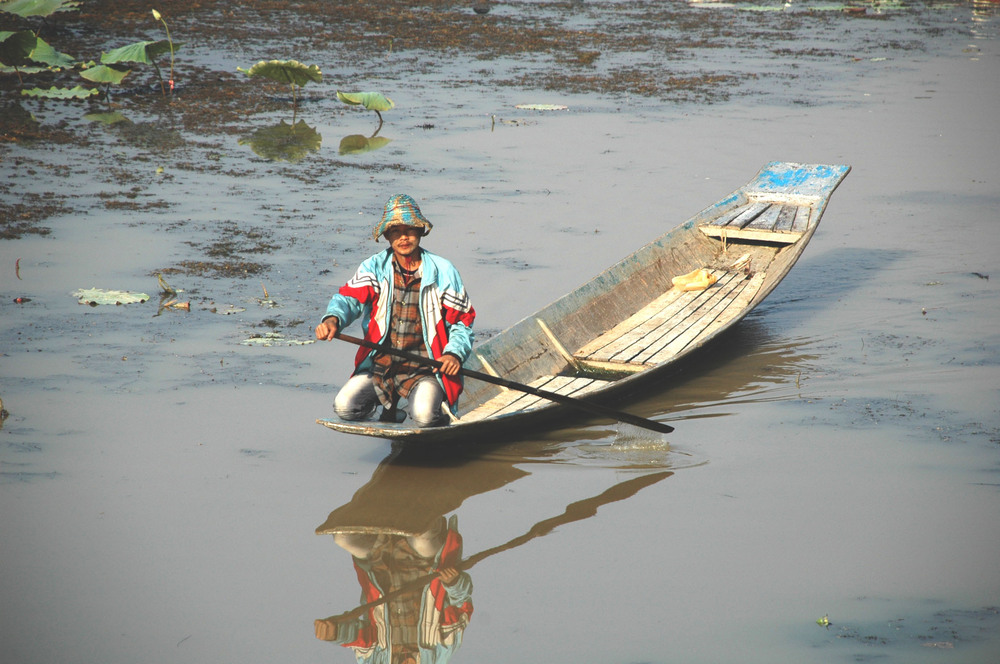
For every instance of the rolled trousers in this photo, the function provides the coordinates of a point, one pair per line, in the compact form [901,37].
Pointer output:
[357,400]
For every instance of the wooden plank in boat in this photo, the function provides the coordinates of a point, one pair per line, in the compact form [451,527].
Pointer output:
[785,218]
[719,316]
[726,217]
[513,401]
[802,217]
[751,234]
[767,219]
[747,216]
[665,328]
[611,344]
[682,330]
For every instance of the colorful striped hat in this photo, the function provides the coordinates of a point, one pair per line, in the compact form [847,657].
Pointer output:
[401,210]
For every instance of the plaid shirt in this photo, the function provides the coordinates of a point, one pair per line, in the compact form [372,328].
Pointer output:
[393,376]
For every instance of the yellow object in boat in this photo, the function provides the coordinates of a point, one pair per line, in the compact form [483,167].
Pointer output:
[697,280]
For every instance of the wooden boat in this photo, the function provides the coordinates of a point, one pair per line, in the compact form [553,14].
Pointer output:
[631,322]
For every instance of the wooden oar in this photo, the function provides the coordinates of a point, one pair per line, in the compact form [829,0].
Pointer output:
[586,406]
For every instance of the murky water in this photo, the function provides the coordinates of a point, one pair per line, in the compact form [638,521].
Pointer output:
[835,456]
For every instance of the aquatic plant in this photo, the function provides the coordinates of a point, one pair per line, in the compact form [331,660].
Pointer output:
[77,92]
[16,48]
[43,8]
[159,18]
[373,101]
[105,74]
[144,52]
[292,72]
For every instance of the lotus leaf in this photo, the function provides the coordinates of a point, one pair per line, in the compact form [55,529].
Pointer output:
[79,92]
[26,8]
[96,296]
[359,143]
[373,101]
[47,55]
[114,117]
[284,142]
[105,74]
[285,71]
[15,47]
[144,52]
[274,339]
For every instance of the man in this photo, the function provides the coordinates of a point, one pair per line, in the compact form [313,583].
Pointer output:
[412,300]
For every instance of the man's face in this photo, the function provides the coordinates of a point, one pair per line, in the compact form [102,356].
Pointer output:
[404,240]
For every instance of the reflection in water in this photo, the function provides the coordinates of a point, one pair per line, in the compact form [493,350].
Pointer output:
[416,591]
[358,144]
[283,141]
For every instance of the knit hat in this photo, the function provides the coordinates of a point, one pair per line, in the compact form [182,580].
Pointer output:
[401,210]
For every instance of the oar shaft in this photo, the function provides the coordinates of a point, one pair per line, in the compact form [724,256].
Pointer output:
[580,404]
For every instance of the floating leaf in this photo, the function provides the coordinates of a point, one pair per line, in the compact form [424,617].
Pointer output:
[144,52]
[97,296]
[15,47]
[114,117]
[47,55]
[105,74]
[359,143]
[26,8]
[284,142]
[541,107]
[78,92]
[285,71]
[373,101]
[269,339]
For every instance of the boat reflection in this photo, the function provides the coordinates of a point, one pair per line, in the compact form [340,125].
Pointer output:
[416,588]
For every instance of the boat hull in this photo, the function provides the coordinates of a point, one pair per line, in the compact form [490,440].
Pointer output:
[631,323]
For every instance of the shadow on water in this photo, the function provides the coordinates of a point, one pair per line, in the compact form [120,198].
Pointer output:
[402,532]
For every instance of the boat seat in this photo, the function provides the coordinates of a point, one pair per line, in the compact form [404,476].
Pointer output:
[669,324]
[781,221]
[512,400]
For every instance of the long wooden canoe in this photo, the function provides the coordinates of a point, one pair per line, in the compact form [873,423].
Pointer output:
[630,323]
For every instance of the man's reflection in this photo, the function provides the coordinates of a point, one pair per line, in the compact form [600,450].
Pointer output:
[419,603]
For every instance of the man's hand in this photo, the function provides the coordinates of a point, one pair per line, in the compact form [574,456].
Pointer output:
[327,330]
[448,575]
[449,365]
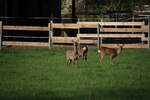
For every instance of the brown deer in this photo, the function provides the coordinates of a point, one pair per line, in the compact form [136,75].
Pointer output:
[105,51]
[72,54]
[82,52]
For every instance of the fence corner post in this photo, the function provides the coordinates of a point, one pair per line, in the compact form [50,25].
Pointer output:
[50,34]
[1,35]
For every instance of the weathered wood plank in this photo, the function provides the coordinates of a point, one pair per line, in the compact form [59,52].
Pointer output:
[25,28]
[63,39]
[112,23]
[65,26]
[112,35]
[16,43]
[126,45]
[124,30]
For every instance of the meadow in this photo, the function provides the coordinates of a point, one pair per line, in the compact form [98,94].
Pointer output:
[42,74]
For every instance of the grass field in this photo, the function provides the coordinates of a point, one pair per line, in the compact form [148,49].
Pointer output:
[41,74]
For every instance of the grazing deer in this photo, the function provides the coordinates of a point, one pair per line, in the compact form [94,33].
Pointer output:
[72,54]
[82,52]
[105,51]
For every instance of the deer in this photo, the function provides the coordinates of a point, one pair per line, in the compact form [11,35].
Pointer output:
[72,54]
[82,52]
[112,52]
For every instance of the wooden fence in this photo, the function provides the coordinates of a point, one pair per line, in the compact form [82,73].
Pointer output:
[112,30]
[105,30]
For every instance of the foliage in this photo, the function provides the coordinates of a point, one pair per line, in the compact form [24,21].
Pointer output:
[41,74]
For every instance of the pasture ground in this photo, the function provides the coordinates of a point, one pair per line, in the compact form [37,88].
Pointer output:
[42,74]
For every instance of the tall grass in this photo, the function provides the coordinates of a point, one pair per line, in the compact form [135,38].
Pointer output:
[42,74]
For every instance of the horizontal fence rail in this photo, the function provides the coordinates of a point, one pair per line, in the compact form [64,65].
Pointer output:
[105,30]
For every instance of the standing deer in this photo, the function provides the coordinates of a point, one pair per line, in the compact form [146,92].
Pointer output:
[72,54]
[82,52]
[105,51]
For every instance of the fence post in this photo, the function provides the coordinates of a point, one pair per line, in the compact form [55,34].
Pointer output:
[0,35]
[149,32]
[98,34]
[50,34]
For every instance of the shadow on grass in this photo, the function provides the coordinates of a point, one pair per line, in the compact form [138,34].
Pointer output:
[91,94]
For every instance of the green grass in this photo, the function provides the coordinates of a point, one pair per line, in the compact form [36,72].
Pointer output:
[42,74]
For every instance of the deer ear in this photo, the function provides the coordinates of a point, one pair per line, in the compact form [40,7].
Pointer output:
[98,51]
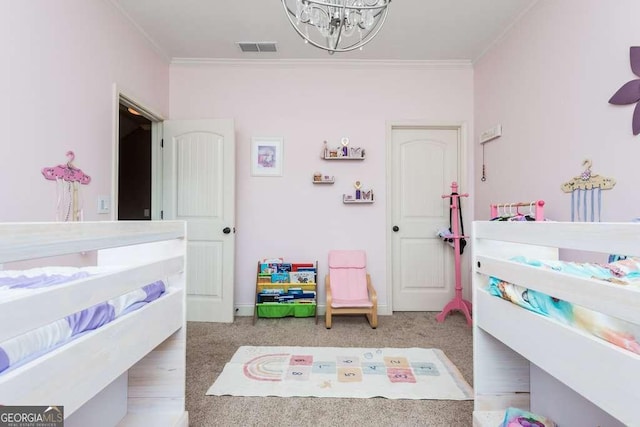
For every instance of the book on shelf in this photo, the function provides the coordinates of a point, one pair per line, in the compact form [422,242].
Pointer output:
[283,268]
[298,266]
[302,277]
[280,278]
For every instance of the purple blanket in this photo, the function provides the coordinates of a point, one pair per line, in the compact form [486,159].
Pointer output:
[21,349]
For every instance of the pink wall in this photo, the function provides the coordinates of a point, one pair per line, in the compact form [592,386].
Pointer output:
[63,58]
[306,104]
[548,83]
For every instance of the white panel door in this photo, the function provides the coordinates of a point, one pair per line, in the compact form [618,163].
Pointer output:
[424,163]
[199,187]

^^^^

Copy all the items above with every "Pointer output" changed to "Marked points" and everything else left the same. Leave out the pictures.

For every instance of the rolled trousers in this photo, the function provides the coordinates of a point, one pair per line, in the compact form [901,37].
Marked points:
[357,400]
For every instance of the wooden plank in boat in this photo, the function provides the coordinates of a point, one pair per line, in the compact form [451,527].
Marked points:
[785,218]
[719,316]
[726,217]
[513,401]
[802,217]
[751,234]
[767,219]
[747,216]
[665,328]
[611,344]
[682,330]
For every instance of the colorful striped hat in this photo, the function provides the coordinates of a point, one pair per line, in the compact form [847,657].
Marked points:
[401,210]
For every instance of the plaid shirt in this photo, the function provides the coordinates of a point, one pair per line, in the compact form [372,328].
Marked points:
[393,376]
For every instance of the yellow object in boat in this photo, the function provides the coordinates of a point, one pair per line, in the compact form [483,167].
Marked points:
[697,280]
For every instance of the wooden boat in this photo, the function provides the coordinates of a point, one pair per line, in the compact form [553,14].
Marked points:
[631,322]
For every instance of the wooden oar in this photo, the function provides the coordinates of a point, one pair per line, in the compact form [829,0].
Marked points:
[586,406]
For every instance of the murky water in this photo, the function provides the coordinates of a point, one pair per line, in the compact form [638,521].
Marked points:
[835,456]
For every instance of the aquatic plant in this photo, the function provides the coordinates of a point, one pair per line, in the compact form [331,660].
Marked points:
[77,92]
[16,48]
[43,8]
[159,18]
[373,101]
[105,74]
[144,52]
[292,72]
For every instance of the lotus leaf in this photo, the function provides the coordinates of a point, one pair per line, in the compact form [55,529].
Marked points:
[79,92]
[26,8]
[96,296]
[359,143]
[373,101]
[47,55]
[114,117]
[284,142]
[105,74]
[285,71]
[15,47]
[144,52]
[274,339]
For every instance of the man in this photo, the function provides the coordinates of a point, one pair per line, in the compact form [313,583].
Marked points:
[412,300]
For every instance of the man's face in this photo, the function provides the coordinates of a point, one pair per line, in the compact form [102,356].
Marked points:
[404,240]
For every instance of the reflection in water in this photo, the function provides the coordinates of a point, one pair per line, in the compact form [493,350].
Marked points:
[416,591]
[358,144]
[283,141]
For every instance of the knit hat in this photo, the function provides the coordinates of a point, one pair per line, in the compact form [182,580].
Marked points:
[401,210]
For every instance of the oar shaft in this photo, the function provides the coordinates of a point, one pair per line, in the compact form [724,256].
Marked points:
[580,404]
For every instance of the floating leaf in this photo, the function provides the coordinates of a point, one pair per line, in the compact form [424,617].
Marked points:
[144,52]
[97,296]
[15,47]
[114,117]
[47,55]
[105,74]
[359,143]
[26,8]
[284,142]
[541,107]
[78,92]
[285,71]
[373,101]
[269,339]
For every instance of the boat reflection in this photo, the function provides the coordinates of a point, one pair per line, in the compact form [340,125].
Marked points:
[416,588]
For every instance of the boat hull in this photo, the function provides the coordinates of a point, one pair per line, in the compact form [490,440].
Marked points:
[631,323]
For every instance of the shadow on water in this photo, the function provides the coordinates of a point, one pair per line, in the compact form [120,198].
Marked points:
[402,532]
For every instance of the boat seat in this photo, the function provides the coordinates of a point, one pair per line, in the compact form [404,476].
Marked points:
[669,324]
[781,221]
[512,400]
For every instance of the long wooden canoe in this photo, the function provides the coordinates of a point, one pair per line, in the compact form [873,423].
Marked points:
[630,323]
For every instance of the man's reflection in this photo, the function provides the coordinates of a point, one pair per line, in the compact form [600,450].
Marked points:
[419,603]
For every instance of the man's hand in this photo, the function provides the coordinates of a point, one pair per line, in the compact form [574,456].
Marked points:
[327,330]
[448,575]
[449,365]
For every instance of the brown deer in this photo, the function provides the coordinates of a point, one pair per line, in the compact form [136,75].
Marked points:
[105,51]
[72,54]
[82,52]
For every instance of the fence corner post in this photo, the function provides the coordinates of a point, one pair per line, in the compact form [50,25].
Marked points:
[50,34]
[1,35]
For every instance of the weathered wood plank in this photo, the function provides the coordinates of a point, one pair per line, in the compact form [59,52].
Marked points:
[25,28]
[63,39]
[112,23]
[65,26]
[112,35]
[16,43]
[126,45]
[124,30]
For every instance of the meadow in this photo, the function provides the coordinates of a point, one pair per line, in the compact form [98,94].
Marked points:
[42,74]
For every instance of the grass field in this photo, the function provides the coordinates of a point, one pair per line, in the compact form [148,49].
Marked points:
[41,74]
For every instance of the grazing deer in this photo, the function provides the coordinates of a point, one pair per line, in the compact form [94,33].
Marked points:
[72,54]
[82,52]
[105,51]
For every instance of the deer in this photo, the function provides the coordinates of a point, one pair per line, in the compact form [11,35].
Marked points:
[72,54]
[82,52]
[112,52]
For every instance of the wooden fence in this photo, the function provides the coordinates of a point, one pair per line, in the compact form [82,73].
Marked points:
[112,30]
[105,30]
For every instance of the foliage in this photo, the function provides the coordinates of a point, one pair per line, in the compact form [24,21].
Marked points:
[41,74]
For every instance of the pasture ground in this photo, the function provides the coordinates of a point, one pair per line, in the compact form [37,88].
Marked points:
[42,74]
For every instance of the tall grass in this photo, the function provides the coordinates of a point, one pair per line, in the compact form [135,38].
Marked points:
[42,74]
For every instance of the horizontal fence rail in this photo, the function provides the coordinates of a point, one pair per line, in the compact form [64,65].
Marked points:
[105,30]
For every instance of the standing deer in this photo, the function provides the coordinates of a point, one pair per line, in the compact form [146,92].
Marked points:
[72,54]
[82,52]
[105,51]
For every instance of the fence post in this photo, the function provides the coordinates of a point, one pair per line, in the compact form [55,34].
Marked points:
[0,35]
[149,32]
[98,34]
[50,34]
For every instance of the shadow on grass in this photo, the function provides the coordinates of a point, one pair per line, in the compact form [138,34].
Marked points:
[91,94]
For every instance of the green grass in this photo, the function provides the coordinates of a point, one pair per line, in the compact form [36,72].
Marked points:
[42,74]
For every instance of the deer ear in this photo, the function provides the coordinates of a point, one pair per line, in the compact form [40,7].
Marked points:
[98,51]
For every instance of the book on shelf in this photo, the function provides the coordinates of a point, one pair per line, in the compact form [422,242].
Marked points:
[283,268]
[298,266]
[302,277]
[280,278]
For every instance of the purple blanket in this photo, the function provides the coordinates of a point, one pair per line, in the compact form [486,159].
Marked points:
[21,349]
For every instance of the pink wall in this photo, the function provides the coordinates of a point, one pair per line, in the compact form [592,386].
Marked points:
[63,58]
[306,104]
[548,83]
For every instance of the white panel door in this photo, the function provides the coordinates of a point, one pair per line, in the compact form [618,163].
Marked points:
[424,163]
[199,187]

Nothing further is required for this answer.